Set exercise
Copy the records word for word from the beginning through the line that contains "26, 26, 105, 108". Leave the pictures out.

--- START OF Excerpted records ---

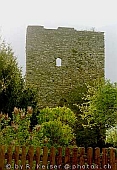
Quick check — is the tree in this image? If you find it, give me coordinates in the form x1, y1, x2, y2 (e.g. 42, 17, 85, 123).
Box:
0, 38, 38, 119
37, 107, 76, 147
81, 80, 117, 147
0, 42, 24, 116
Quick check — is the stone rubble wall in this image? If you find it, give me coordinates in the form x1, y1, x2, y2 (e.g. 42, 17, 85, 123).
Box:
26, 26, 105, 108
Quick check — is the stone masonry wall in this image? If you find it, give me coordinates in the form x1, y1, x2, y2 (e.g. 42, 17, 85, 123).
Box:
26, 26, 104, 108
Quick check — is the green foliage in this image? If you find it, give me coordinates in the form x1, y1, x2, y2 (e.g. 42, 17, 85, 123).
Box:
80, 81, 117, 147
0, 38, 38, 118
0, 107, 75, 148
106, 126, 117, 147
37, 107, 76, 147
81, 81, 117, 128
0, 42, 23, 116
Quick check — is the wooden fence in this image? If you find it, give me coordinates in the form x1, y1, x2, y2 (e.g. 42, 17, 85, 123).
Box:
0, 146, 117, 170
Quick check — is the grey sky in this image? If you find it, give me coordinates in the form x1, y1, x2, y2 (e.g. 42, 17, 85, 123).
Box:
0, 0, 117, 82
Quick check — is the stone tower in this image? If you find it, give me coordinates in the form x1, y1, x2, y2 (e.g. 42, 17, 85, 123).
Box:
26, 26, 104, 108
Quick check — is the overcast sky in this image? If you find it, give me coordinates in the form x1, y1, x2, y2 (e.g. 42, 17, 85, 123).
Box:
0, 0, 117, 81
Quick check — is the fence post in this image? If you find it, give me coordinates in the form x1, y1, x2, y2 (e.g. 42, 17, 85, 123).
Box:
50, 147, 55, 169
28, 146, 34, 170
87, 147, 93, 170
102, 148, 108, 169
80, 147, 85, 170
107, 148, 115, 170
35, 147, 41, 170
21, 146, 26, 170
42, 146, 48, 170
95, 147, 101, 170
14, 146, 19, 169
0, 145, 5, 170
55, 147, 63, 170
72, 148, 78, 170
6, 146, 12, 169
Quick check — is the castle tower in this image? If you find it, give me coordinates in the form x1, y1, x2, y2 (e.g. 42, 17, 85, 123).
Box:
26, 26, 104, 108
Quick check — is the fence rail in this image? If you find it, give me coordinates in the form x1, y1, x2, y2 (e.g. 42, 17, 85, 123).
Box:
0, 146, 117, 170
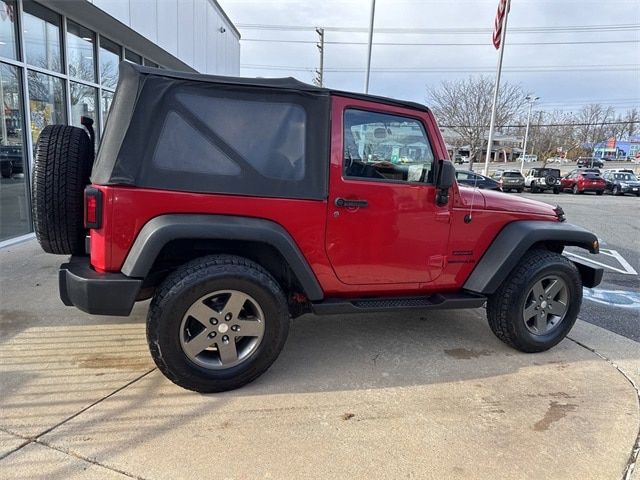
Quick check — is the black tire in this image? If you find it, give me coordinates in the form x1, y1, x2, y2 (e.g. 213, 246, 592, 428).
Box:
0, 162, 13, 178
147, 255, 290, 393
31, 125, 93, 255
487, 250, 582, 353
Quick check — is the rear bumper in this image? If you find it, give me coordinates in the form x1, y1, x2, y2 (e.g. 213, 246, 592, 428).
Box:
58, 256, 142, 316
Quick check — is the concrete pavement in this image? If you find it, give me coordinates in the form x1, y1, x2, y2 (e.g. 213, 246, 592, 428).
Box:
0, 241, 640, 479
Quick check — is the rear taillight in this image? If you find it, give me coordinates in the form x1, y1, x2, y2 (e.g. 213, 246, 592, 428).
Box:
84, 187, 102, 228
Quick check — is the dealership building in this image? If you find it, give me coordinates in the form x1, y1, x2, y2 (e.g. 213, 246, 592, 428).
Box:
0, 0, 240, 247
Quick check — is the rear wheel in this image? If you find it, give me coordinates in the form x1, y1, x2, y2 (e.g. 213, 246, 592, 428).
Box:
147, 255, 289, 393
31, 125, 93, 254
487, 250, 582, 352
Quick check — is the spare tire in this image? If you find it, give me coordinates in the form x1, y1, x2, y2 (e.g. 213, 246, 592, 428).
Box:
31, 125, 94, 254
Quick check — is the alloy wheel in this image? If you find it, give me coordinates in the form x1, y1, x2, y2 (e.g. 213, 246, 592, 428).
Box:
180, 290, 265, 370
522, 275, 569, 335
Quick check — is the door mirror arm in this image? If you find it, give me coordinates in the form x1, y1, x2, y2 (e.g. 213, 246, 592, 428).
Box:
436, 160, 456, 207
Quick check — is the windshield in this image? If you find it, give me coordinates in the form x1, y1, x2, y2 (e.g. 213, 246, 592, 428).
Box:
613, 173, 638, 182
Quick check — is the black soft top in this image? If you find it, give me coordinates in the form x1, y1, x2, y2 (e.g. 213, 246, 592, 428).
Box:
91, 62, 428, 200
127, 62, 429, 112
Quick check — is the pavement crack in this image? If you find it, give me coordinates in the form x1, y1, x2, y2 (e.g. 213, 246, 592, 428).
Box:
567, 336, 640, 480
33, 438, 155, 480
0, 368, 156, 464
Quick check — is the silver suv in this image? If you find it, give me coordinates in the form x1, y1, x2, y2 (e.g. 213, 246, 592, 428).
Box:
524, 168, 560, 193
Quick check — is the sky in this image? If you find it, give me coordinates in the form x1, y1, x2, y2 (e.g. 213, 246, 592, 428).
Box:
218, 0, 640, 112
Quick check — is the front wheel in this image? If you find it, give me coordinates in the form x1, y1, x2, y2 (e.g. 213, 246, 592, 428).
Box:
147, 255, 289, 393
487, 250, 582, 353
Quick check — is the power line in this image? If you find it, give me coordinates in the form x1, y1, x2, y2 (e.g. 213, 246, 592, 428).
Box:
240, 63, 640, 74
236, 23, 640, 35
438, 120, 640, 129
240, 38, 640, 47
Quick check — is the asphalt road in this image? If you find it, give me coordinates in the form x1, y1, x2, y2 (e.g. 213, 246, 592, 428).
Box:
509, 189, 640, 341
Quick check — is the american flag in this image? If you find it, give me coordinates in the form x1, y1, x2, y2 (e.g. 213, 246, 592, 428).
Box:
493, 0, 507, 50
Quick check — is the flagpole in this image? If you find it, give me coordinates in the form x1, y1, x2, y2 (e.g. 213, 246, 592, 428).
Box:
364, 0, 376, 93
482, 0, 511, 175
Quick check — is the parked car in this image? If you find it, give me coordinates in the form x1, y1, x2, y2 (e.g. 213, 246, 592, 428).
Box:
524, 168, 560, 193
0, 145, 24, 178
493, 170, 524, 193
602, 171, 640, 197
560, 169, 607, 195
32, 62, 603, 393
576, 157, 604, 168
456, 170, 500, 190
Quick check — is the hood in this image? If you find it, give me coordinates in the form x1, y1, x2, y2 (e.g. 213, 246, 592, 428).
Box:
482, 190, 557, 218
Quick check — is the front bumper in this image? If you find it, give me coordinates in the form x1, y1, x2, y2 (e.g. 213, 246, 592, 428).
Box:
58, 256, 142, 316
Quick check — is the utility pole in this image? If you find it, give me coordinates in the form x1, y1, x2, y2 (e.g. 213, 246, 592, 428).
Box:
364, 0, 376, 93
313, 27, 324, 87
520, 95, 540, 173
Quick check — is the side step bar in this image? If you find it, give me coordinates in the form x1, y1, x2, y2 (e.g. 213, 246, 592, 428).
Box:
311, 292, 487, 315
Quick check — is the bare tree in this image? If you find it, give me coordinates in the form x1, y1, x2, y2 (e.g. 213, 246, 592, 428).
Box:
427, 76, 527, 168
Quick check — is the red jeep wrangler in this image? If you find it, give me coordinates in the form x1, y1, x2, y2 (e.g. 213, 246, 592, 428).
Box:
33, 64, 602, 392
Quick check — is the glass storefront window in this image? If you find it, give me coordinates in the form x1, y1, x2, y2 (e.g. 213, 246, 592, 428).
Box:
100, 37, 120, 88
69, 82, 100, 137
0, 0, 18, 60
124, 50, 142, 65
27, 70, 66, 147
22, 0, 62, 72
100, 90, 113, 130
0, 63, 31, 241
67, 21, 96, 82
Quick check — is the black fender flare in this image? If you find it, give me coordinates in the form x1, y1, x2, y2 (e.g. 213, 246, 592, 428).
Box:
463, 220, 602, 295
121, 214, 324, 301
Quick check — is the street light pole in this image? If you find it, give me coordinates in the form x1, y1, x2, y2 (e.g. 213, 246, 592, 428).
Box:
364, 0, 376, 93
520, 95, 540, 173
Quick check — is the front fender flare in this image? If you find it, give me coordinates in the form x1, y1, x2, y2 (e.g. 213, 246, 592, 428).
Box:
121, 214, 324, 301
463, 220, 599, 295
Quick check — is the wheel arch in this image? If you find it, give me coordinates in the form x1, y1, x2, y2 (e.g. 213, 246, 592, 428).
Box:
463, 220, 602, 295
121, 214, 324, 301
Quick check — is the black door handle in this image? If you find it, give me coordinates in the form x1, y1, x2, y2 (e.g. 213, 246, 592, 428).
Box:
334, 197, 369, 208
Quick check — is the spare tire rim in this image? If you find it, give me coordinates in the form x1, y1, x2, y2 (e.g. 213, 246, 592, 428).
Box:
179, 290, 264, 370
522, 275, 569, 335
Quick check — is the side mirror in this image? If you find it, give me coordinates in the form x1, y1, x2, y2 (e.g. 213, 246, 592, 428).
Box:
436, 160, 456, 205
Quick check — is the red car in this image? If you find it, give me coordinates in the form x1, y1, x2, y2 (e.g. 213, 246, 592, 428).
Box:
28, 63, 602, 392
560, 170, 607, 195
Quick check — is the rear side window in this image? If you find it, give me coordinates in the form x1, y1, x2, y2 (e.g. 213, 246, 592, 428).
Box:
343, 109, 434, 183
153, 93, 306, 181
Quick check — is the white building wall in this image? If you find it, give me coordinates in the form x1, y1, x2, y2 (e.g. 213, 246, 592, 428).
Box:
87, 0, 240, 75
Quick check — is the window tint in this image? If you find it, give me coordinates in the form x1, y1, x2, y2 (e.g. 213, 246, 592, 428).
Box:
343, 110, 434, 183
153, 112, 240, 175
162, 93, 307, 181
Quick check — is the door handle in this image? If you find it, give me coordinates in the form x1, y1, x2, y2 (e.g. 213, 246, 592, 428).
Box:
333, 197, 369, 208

--- END OF Excerpted records ---

The response
Quick check — is the tree in this image? If you find it, give me coordinates in the form x1, y1, x2, y2 (e.g. 42, 17, 85, 123).
Box:
0, 38, 38, 119
37, 107, 76, 147
81, 80, 117, 147
0, 42, 24, 116
Quick check — is the stone rubble wall in this image? If you find it, give me coordinates in the form x1, y1, x2, y2 (e.g. 42, 17, 85, 123).
Box:
26, 26, 105, 108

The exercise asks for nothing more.